> [Okuma Metni]
● ● ● ● ●

Güney Afrika'da Mandela'dan geriye kalan: Sefalet, suç ve sükut-u hayal

Dr. Halim Gençoğlu Independent Türkçe için yazdı

Güney Afrika’da demokratik dönemin ilk lideri Nelson Mandela ile Apartheid Rejiminin son devlet adamı De Klerk / Fotoğraf: AP

Apartheid, 1948-1994 yılları arasında iktidardaki Ulusal Parti (Natioanal Party) tarafından resmi devlet politikası olarak uygulanan bir sistemdi.

Irksal ayrımcılığı savunan sistemin hakim ideolojisi, beyaz ırkın diğer ırklardan üstün olduğunu savunmasıydı.

Peki senelerce zalim bir rejimle yönetilen Güney Afrikalılar bu tarihten bir ders çıkarabildiler mi?

II. Dünya Savaşı'nın sona ermesi sonrasında ülkede azınlıkta olan beyazlar, hakimiyetlerini Ulusal Parti önderliğinde genişletmiş, Apartheid politikalarını otoriter bir şekilde uygulamaya koymuşlardı.

● ● ● ● ●

Saklanan öğeler:
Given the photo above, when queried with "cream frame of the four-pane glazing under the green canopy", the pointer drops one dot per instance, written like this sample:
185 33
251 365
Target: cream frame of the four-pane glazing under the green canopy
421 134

● ● ● ● ●

> [Alıştırma Bölümleri]
1. Okuma metnine göre Apartheid, 1948-1994 yılları arasında hangi parti tarafından resmi devlet politikası olarak uygulanmıştır?
2. Okuma metninin "Güney Afrika'da Mandela'dan" sözcükleriyle başlayıp "şekilde uygulamaya koymuşlardı." sözcükleri de dahil olmak üzere süren bölümünü olduğu gibi yeniden yazın.
Veriler, okuma metninden bağımsız ayrı bir malzemedir.

> [Görev Görev Yanıtlar]
1. İktidardaki Ulusal Parti tarafından.

2.
Güney Afrika'da Mandela'dan geriye kalan: Sefalet, suç ve sükut-u hayal

Dr. Halim Gençoğlu Independent Türkçe için yazdı

Güney Afrika’da demokratik dönemin ilk lideri Nelson Mandela ile Apartheid Rejiminin son devlet adamı De Klerk / Fotoğraf: AP

Apartheid, 1948-1994 yılları arasında iktidardaki Ulusal Parti (Natioanal Party) tarafından resmi devlet politikası olarak uygulanan bir sistemdi.

Irksal ayrımcılığı savunan sistemin hakim ideolojisi, beyaz ırkın diğer ırklardan üstün olduğunu savunmasıydı.

Peki senelerce zalim bir rejimle yönetilen Güney Afrikalılar bu tarihten bir ders çıkarabildiler mi?

II. Dünya Savaşı'nın sona ermesi sonrasında ülkede azınlıkta olan beyazlar, hakimiyetlerini Ulusal Parti önderliğinde genişletmiş, Apartheid politikalarını otoriter bir şekilde uygulamaya koymuşlardı.